BEGIN Extracted data

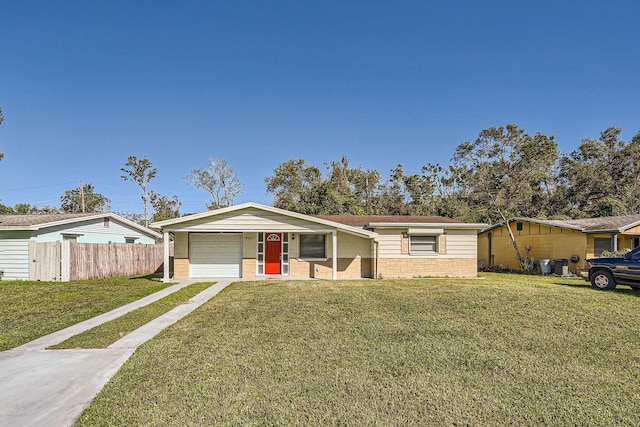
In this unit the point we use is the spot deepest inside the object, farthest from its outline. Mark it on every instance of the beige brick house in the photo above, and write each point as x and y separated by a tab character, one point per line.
257	241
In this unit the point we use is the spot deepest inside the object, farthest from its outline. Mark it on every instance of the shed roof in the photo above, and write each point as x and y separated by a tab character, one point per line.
39	221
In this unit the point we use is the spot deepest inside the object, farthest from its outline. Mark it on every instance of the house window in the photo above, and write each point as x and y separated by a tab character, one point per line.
601	244
422	245
313	246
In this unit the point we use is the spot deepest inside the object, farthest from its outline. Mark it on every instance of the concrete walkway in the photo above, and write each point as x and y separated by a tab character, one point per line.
52	387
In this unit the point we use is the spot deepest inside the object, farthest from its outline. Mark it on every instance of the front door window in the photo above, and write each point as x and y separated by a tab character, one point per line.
272	253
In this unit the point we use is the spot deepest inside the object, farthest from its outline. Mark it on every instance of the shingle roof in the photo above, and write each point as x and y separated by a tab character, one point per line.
599	224
586	225
30	220
363	220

END Extracted data

### What to do
The output must be every line of the records, printed exactly, with the pictures omitted.

### Response area
In this unit the point we use is the spot deepest inside the object, farthest from its outline. Mark it on every instance of the beige brick house in the photo above, and write each point as x and y separated by a tab character, one point per line.
257	241
In this unit the point we use is the spot deepest inside the object, farthest from its outline. Mark it on every instance of the shed roof in the photo above, and write each point as x and y separated by a tab character, one point per line.
39	221
In this unit the point we use is the spot deepest inside the object, farthest from its outline. Mark it on every instance of the house window in the photo above, and write each point as x and y separated by a tab character, one point per line.
601	244
422	245
313	246
In this unit the point we use is the spot deepest inside the object, farthest from its outline. Mark it on every instance of the concrete walkway in the photo above, and write each point as x and y separated by a tab character, one point per line.
52	387
In this unit the point we use is the spot deepest inside the object, farthest from its outline. Mark it on every instance of the front door window in the photo above, and write each point as x and y separated by a tab character, one point per line.
272	253
In this unit the point we use is the spot deepest inside the object, farthest from its outline. Mark it on every instance of the shingle roof in the photo above, and write each point as x and y separated by a tab character, one point per line.
599	224
586	225
30	220
363	220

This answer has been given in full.